To be done
Print each line of the material below that contains the string "instance".

____

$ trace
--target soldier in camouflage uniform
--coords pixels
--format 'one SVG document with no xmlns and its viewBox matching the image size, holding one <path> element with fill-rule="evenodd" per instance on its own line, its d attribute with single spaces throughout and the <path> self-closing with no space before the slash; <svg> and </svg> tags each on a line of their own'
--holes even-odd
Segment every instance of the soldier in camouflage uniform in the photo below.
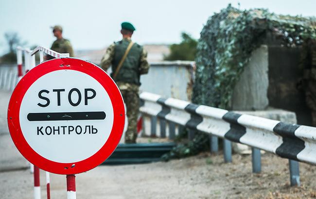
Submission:
<svg viewBox="0 0 316 199">
<path fill-rule="evenodd" d="M 303 88 L 311 109 L 313 126 L 316 127 L 316 40 L 310 39 L 303 47 L 301 66 L 304 70 Z"/>
<path fill-rule="evenodd" d="M 112 66 L 111 76 L 120 88 L 126 106 L 128 126 L 125 135 L 125 143 L 136 143 L 140 103 L 140 75 L 147 73 L 149 69 L 147 52 L 143 48 L 137 43 L 131 43 L 131 37 L 135 30 L 130 23 L 122 23 L 121 33 L 123 39 L 107 48 L 101 64 L 101 67 L 105 71 Z M 131 48 L 128 51 L 127 49 L 130 44 Z M 122 59 L 126 51 L 128 54 L 125 59 Z M 123 62 L 122 67 L 117 70 L 122 60 Z"/>
<path fill-rule="evenodd" d="M 69 53 L 70 57 L 73 57 L 73 50 L 71 44 L 69 40 L 63 38 L 63 29 L 60 26 L 53 27 L 53 33 L 57 39 L 53 43 L 51 49 L 60 53 Z M 47 55 L 46 60 L 54 59 L 54 57 Z"/>
</svg>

____

Response to the exercise
--format 'one SVG document with no xmlns and its viewBox matching the image size, holding one <path> element with fill-rule="evenodd" per instance on its own line, its d attribute with single spaces throughout and the <path> self-closing with no space before the slash; <svg> and </svg> tags each on a line of their own'
Segment every instance of the soldier in camouflage uniform in the photo below.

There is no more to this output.